**EXERCISE AIM**
What follows is a listing; give it again exactly, in its entirety.

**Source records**

★ ★ ★ ★

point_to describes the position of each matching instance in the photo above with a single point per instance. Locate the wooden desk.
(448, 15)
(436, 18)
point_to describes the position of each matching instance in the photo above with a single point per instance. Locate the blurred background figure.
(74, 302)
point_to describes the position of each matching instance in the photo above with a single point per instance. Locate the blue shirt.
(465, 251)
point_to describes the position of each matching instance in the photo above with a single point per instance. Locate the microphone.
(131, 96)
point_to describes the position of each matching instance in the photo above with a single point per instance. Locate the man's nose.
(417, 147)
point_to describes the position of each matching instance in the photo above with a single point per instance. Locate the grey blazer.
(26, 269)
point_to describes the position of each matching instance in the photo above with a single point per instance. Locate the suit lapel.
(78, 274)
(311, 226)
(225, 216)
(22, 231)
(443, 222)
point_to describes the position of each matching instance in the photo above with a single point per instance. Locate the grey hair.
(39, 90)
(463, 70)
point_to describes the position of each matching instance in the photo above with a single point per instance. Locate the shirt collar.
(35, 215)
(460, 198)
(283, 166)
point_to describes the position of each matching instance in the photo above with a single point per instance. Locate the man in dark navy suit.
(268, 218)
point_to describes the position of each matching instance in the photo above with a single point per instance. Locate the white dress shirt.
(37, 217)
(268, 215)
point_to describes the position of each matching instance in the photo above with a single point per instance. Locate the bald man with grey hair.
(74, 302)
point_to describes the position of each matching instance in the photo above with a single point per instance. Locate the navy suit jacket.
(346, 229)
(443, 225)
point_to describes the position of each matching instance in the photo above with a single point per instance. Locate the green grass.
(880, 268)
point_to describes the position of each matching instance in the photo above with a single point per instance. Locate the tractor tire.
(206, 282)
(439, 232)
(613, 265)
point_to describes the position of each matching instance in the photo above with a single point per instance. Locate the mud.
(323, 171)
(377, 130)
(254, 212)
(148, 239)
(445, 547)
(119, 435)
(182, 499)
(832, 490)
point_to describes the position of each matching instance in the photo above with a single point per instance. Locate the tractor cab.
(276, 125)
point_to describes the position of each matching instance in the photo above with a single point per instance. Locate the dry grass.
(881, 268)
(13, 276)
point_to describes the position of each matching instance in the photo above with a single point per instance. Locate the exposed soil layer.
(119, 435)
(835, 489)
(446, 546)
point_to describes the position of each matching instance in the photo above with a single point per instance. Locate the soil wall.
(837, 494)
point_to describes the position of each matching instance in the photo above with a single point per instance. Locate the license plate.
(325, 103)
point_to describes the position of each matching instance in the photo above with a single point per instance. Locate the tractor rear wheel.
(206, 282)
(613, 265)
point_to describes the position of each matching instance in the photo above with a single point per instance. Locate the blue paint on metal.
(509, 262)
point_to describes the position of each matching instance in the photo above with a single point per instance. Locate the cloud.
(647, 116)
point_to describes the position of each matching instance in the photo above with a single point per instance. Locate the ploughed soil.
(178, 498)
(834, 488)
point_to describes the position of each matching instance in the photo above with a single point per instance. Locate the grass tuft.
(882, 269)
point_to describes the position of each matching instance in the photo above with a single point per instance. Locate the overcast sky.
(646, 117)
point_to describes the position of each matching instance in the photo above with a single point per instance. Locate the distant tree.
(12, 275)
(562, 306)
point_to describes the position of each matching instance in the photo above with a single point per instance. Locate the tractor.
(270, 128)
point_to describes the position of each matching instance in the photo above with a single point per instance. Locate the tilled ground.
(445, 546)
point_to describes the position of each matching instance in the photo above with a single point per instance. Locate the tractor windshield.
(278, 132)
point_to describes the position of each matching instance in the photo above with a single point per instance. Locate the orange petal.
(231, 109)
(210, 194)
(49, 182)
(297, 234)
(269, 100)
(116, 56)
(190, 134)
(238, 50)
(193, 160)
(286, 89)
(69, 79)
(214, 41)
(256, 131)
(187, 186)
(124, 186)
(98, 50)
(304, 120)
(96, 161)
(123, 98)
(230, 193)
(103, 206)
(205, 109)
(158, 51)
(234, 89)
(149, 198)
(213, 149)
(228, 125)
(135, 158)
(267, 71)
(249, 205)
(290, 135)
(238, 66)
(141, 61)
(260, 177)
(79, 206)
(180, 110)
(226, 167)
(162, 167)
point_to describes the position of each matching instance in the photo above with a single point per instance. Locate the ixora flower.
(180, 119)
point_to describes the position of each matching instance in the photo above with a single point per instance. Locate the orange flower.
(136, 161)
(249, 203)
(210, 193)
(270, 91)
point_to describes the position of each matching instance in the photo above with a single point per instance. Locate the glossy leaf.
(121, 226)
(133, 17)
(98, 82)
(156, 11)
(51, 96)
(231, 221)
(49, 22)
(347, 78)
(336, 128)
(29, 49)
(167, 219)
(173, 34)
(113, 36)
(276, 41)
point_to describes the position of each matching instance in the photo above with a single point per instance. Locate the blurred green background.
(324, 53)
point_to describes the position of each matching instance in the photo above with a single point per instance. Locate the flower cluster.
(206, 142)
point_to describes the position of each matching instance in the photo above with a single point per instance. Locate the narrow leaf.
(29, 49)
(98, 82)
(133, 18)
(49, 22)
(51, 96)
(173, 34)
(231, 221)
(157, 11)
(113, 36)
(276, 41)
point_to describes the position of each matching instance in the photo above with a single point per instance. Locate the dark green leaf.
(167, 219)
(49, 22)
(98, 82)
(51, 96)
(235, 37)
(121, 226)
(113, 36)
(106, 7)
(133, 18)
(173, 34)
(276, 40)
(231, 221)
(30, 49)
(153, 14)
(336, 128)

★ ★ ★ ★

**TASK OUTPUT**
point_to describes the position of each matching instance in the photo above with a single point per instance. Locate the wooden desk.
(448, 15)
(436, 18)
point_to describes the position of each matching instance in the photo above with a single point per instance. Locate the blurred background figure.
(74, 302)
point_to describes the position of each matching instance in the photo above with a single point per instance. Locate the blue shirt.
(465, 251)
point_to describes the position of each matching instance in the photo above with a single point per instance. Locate the microphone.
(131, 96)
point_to describes the position of each matching instance in the photo above with a single point per instance. Locate the man's nose.
(417, 147)
point_to describes the position of each matching instance in the photo above with a single point per instance. Locate the grey blazer.
(26, 269)
point_to describes the position of each matching instance in the photo above with a single point per instance. Locate the suit lapel.
(78, 274)
(311, 226)
(225, 216)
(22, 231)
(443, 222)
point_to describes the position of each matching instance in the photo above with a single point per instance. Locate the grey hair.
(39, 90)
(463, 70)
point_to describes the position of each matching instance in the photo above with a single point per instance. Locate the shirt collar.
(35, 215)
(460, 198)
(283, 166)
point_to describes the position of each matching instance in the photo above with a single point per instance. Locate the man in dark navy suit.
(268, 218)
point_to describes the position of each matching instance in the photo above with a single point per instance. Locate the white dress shirt.
(37, 217)
(268, 215)
point_to describes the position of each matching instance in the photo above with a single point per instance. Locate the bald man with grey hair.
(74, 302)
point_to describes the position of each matching instance in the photo above with a single point per instance. Locate the navy suit jacket.
(346, 229)
(443, 225)
point_to describes the position of each matching instance in the photo above with a single point per instance. Locate the green grass.
(880, 268)
point_to describes the position of each matching instance in the photo above with a single point per instance. Locate the tractor tire.
(206, 282)
(439, 232)
(613, 265)
point_to describes the position of each matching instance in the photo above with a single point per instance. Locate the mud.
(323, 171)
(377, 130)
(254, 212)
(148, 239)
(445, 547)
(119, 435)
(182, 499)
(832, 490)
point_to describes the position of each matching instance in the photo above with a single point per instance. Locate the tractor cab.
(276, 125)
point_to describes the position of each matching instance in the photo above with a single point per instance. Locate the dry grass.
(881, 268)
(13, 276)
point_to describes the position of each matching instance in the photo above with a single point per instance. Locate the exposed soil layer.
(119, 435)
(835, 489)
(446, 546)
point_to describes the position of each matching instance in the photo above with a single point per instance. Locate the soil wall.
(837, 494)
point_to describes the position of each matching instance in the photo above with a single point per instance. Locate the license plate.
(325, 103)
point_to describes the position of each matching instance in the photo above with a single point per instance. Locate the tractor rear wheel.
(206, 282)
(613, 265)
point_to describes the position of each matching instance in the photo above with a single point per instance. Locate the blue paint on metal.
(509, 262)
point_to describes the position of each matching instance in the photo above with a single point per instance. Locate the cloud.
(647, 116)
point_to describes the position of each matching instance in the photo above with a single point per instance. Locate the ploughed soil.
(178, 498)
(834, 488)
point_to describes the position of each matching instance in the photo above with a single point per instance. Locate the grass tuft.
(882, 269)
point_to describes the position of each matching instance in the photo above with a single point per instance. Locate the overcast sky.
(646, 117)
point_to describes the position of each matching instance in the photo above with a single point per instance. Locate the distant tree.
(12, 275)
(562, 306)
point_to describes the position of each matching instance in the photo above with a single point per instance. Locate the tractor.
(270, 128)
point_to describes the position of each matching instance in the photo above with a single point per instance. Locate the tilled ground.
(445, 546)
point_to describes the position of each matching instance in the photo above with a single point per instance. Locate the tractor windshield.
(278, 132)
point_to describes the position of each matching instance in the photo above with a single point per instance. Locate the orange petal.
(231, 109)
(210, 194)
(49, 182)
(297, 234)
(269, 100)
(116, 56)
(190, 134)
(238, 50)
(193, 160)
(286, 89)
(69, 79)
(214, 41)
(256, 131)
(187, 186)
(124, 186)
(98, 50)
(304, 120)
(96, 161)
(123, 98)
(230, 193)
(103, 206)
(205, 109)
(158, 51)
(234, 89)
(149, 198)
(213, 149)
(228, 125)
(135, 158)
(267, 71)
(249, 205)
(290, 135)
(238, 66)
(141, 61)
(260, 177)
(79, 206)
(180, 110)
(226, 167)
(162, 167)
point_to describes the position of each matching instance in the photo above with a single point per instance. Locate the ixora flower.
(180, 119)
point_to describes the position of each matching instance in the photo above with a single point per instance. Locate the orange flower.
(136, 161)
(249, 203)
(210, 193)
(270, 91)
point_to describes the position of each matching instance in the photo above with a single point per instance. Locate the glossy leaf.
(121, 226)
(133, 17)
(98, 82)
(156, 11)
(51, 96)
(231, 221)
(49, 22)
(347, 78)
(336, 128)
(29, 49)
(167, 219)
(173, 34)
(113, 36)
(276, 41)
point_to describes the position of each matching instance in the photo above with a single point per instance. Locate the blurred green background.
(324, 53)
point_to describes the position of each matching instance in the photo above with a single point per instance. Locate the flower cluster.
(206, 142)
point_to describes the position of each matching instance in the photo above with a single point per instance. Locate the narrow leaf.
(29, 49)
(98, 82)
(133, 18)
(49, 22)
(51, 96)
(173, 34)
(231, 221)
(157, 11)
(113, 36)
(276, 41)
point_to describes the position of each matching instance in the photo above with a single point per instance. Locate the dark green leaf.
(167, 219)
(49, 22)
(98, 82)
(51, 96)
(235, 37)
(121, 226)
(113, 36)
(106, 7)
(133, 18)
(173, 34)
(276, 40)
(231, 221)
(30, 49)
(153, 14)
(336, 128)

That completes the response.